(Entries from a pointing dataset)

━━━━━━━━━━

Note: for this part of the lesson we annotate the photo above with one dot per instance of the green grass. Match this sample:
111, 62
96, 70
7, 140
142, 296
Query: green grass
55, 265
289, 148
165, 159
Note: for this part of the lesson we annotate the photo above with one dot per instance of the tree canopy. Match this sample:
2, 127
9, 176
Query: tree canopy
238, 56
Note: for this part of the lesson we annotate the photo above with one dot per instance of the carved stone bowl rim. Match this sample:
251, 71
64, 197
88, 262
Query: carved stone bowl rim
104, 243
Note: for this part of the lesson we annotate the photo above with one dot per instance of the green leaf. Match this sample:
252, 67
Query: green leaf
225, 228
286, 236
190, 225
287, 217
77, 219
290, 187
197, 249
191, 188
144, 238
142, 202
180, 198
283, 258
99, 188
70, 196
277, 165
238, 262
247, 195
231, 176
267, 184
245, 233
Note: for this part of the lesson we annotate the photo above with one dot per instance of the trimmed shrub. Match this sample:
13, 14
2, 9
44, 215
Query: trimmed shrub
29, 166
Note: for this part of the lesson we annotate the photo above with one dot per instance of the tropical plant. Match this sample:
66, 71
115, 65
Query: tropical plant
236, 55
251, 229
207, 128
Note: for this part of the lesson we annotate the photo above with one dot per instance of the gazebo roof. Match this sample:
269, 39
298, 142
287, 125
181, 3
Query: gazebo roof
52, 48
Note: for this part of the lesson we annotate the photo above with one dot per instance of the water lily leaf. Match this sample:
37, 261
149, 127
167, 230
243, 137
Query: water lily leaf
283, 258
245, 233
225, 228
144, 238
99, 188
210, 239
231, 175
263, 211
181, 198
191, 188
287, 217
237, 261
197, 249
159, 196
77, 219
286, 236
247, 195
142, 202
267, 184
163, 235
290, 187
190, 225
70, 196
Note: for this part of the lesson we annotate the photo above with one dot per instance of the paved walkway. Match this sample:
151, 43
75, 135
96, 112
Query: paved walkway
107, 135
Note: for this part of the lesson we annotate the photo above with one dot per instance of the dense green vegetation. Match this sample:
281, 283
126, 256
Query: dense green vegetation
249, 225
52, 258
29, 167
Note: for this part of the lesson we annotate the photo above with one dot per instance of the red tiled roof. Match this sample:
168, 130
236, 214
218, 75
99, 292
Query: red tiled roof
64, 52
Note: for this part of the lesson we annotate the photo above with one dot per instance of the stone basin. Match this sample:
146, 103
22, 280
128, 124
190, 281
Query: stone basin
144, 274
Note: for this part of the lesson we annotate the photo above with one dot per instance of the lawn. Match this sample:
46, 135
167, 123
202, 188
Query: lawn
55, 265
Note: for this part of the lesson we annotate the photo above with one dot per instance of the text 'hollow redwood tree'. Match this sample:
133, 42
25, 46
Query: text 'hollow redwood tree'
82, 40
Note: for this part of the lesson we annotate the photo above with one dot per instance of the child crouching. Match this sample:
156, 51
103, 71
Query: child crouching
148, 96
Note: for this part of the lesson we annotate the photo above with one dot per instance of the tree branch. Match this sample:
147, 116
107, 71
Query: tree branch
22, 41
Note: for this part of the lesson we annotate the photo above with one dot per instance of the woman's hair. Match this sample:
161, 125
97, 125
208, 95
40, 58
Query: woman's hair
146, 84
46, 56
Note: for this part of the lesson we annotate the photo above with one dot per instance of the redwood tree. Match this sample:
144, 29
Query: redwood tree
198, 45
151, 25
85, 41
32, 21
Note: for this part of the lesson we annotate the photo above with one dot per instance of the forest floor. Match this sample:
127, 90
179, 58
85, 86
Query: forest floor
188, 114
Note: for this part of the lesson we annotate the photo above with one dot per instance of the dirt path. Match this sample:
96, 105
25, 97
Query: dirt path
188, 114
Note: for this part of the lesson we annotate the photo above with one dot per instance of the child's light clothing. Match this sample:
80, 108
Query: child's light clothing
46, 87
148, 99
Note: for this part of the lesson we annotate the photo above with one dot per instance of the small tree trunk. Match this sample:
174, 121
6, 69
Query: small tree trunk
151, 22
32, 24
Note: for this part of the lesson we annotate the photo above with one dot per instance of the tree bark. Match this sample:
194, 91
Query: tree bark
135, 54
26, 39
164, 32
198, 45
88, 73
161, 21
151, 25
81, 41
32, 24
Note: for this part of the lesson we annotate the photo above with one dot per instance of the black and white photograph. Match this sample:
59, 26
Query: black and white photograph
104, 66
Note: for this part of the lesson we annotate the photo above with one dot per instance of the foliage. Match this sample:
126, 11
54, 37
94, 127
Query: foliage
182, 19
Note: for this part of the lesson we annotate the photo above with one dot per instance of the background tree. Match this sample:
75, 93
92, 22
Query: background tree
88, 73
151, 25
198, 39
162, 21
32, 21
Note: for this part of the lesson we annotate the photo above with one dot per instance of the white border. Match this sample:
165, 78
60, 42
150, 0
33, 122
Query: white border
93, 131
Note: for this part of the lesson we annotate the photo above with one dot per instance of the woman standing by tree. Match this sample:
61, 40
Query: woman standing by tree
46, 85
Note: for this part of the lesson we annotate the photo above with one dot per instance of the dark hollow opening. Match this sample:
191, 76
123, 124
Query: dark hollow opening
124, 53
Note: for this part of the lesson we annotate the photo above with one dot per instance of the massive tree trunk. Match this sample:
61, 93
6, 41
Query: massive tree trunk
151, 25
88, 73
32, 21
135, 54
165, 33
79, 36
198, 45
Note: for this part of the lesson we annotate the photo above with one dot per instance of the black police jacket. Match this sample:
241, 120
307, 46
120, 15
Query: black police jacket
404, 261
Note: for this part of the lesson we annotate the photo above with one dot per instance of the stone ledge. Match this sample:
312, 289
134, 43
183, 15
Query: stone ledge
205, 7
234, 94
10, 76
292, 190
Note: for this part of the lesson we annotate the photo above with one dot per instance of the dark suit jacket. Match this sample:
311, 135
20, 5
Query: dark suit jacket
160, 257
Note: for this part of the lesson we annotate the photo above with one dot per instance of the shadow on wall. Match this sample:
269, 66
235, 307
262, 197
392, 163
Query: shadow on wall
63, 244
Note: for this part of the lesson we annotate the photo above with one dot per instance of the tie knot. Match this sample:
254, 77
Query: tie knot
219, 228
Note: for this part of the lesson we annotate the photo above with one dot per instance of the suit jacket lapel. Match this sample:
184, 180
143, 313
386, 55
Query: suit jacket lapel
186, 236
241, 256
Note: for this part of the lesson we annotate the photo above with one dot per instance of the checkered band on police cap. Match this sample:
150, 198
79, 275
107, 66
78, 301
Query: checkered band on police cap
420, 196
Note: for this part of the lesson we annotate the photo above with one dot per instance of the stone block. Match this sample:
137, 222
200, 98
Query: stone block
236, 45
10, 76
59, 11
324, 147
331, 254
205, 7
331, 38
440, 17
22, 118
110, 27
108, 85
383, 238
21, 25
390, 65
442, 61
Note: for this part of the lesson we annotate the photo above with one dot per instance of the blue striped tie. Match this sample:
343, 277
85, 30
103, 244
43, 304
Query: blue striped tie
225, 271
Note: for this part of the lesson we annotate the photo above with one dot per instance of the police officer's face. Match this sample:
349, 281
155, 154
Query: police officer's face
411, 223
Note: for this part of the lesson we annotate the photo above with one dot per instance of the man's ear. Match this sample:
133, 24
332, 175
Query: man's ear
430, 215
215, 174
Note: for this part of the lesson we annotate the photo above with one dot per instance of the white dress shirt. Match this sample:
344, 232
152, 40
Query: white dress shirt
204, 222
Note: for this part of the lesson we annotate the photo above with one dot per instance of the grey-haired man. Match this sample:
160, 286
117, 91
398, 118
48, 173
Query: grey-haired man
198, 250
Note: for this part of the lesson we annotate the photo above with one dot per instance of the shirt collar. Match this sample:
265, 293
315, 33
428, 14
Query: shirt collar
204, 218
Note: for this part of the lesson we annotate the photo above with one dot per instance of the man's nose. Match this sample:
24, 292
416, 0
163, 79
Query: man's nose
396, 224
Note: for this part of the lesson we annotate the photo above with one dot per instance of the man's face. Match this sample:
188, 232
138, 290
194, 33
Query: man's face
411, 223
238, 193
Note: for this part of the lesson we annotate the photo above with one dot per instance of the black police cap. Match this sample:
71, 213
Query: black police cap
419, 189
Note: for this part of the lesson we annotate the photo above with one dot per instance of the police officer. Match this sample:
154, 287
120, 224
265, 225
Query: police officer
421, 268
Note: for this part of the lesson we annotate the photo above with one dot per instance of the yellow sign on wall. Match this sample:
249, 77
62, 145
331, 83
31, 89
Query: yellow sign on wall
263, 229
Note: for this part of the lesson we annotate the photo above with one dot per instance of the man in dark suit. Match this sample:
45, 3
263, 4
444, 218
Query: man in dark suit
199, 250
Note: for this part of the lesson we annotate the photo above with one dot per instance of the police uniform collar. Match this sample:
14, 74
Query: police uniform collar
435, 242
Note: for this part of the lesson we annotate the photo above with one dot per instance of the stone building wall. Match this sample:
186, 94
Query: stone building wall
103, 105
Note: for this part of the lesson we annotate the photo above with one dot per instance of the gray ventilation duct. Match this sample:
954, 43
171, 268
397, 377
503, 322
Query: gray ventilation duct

━━━━━━━━━━

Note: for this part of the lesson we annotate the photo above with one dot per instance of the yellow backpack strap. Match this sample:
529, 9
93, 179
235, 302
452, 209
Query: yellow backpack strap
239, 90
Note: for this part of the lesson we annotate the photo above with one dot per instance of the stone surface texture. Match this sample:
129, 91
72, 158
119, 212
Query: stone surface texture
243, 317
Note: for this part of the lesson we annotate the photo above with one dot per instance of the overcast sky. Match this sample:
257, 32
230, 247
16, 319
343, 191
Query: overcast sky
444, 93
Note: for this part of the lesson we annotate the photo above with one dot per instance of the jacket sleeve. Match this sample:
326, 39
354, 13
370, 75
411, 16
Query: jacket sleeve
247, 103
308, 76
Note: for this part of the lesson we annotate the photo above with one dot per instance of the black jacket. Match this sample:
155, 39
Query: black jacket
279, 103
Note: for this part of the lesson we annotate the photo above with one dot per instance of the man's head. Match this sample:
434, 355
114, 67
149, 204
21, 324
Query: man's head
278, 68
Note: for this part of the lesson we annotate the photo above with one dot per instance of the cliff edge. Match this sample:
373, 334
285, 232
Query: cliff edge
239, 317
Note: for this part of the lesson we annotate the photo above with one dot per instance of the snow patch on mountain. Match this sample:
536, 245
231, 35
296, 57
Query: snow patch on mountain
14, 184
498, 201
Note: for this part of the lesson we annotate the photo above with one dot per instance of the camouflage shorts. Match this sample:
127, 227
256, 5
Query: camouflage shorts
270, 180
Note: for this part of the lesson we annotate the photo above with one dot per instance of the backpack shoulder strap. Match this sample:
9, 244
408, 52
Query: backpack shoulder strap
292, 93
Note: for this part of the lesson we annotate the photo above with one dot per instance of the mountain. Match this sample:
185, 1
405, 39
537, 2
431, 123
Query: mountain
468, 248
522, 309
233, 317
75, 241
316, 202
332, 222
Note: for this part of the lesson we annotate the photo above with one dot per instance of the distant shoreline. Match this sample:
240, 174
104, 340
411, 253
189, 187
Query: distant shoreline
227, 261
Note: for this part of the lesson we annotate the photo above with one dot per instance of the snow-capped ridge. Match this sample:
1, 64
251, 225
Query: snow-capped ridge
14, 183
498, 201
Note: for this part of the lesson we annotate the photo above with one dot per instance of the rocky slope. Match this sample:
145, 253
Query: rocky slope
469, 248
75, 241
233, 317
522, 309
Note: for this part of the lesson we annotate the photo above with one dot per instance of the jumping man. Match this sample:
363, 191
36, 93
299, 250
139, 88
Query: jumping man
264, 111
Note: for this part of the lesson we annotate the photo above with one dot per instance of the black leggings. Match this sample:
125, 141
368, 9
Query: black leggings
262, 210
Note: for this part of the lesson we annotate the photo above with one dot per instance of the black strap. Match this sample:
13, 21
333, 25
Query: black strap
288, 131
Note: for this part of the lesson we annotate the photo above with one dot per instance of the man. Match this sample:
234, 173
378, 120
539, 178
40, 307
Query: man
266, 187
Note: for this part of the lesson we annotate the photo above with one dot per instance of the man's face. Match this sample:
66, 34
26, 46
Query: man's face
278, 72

━━━━━━━━━━

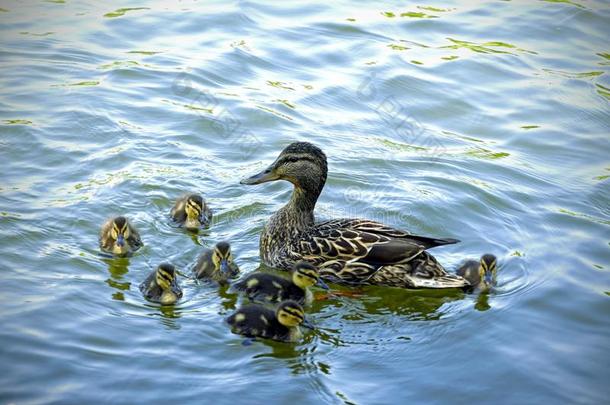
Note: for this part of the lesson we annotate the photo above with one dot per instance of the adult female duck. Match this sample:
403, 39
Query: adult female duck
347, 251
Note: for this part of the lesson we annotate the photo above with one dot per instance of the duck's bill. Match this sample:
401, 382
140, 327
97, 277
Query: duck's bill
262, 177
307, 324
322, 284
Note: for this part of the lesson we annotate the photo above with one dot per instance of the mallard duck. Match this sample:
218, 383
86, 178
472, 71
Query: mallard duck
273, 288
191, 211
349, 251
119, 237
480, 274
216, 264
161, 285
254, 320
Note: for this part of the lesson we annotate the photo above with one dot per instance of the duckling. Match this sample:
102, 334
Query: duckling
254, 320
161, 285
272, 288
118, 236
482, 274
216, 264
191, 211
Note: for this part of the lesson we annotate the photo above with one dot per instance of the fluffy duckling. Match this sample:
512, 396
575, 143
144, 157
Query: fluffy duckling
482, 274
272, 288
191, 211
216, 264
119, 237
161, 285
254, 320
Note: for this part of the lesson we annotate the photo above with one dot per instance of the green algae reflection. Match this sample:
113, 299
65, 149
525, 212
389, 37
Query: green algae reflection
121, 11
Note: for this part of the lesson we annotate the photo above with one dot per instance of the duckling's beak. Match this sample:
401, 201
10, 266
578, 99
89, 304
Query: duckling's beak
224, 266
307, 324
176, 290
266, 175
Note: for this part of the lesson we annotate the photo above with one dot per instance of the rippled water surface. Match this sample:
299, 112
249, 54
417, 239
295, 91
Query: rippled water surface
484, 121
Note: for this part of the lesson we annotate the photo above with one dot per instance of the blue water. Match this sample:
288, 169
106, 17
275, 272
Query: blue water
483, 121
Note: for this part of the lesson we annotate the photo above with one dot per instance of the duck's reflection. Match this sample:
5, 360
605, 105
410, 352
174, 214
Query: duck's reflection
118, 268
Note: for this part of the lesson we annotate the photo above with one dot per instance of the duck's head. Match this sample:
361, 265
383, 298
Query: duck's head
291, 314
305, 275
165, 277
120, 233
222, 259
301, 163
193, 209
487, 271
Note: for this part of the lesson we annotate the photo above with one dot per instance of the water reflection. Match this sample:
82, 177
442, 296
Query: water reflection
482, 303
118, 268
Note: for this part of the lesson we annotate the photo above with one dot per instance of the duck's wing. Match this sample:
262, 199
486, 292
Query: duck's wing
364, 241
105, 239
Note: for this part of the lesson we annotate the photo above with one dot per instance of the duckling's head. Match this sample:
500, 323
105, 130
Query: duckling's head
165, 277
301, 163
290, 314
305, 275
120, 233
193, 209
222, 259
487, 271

━━━━━━━━━━

**What is needed**:
Show every line of the entries above that contains the word "floor", treating uppercase and lowercase as different.

**Answer for this exercise**:
Note: for this part of the lesson we annotate the photo above with one dot per instance of the forest floor. Match this sample:
Query: forest floor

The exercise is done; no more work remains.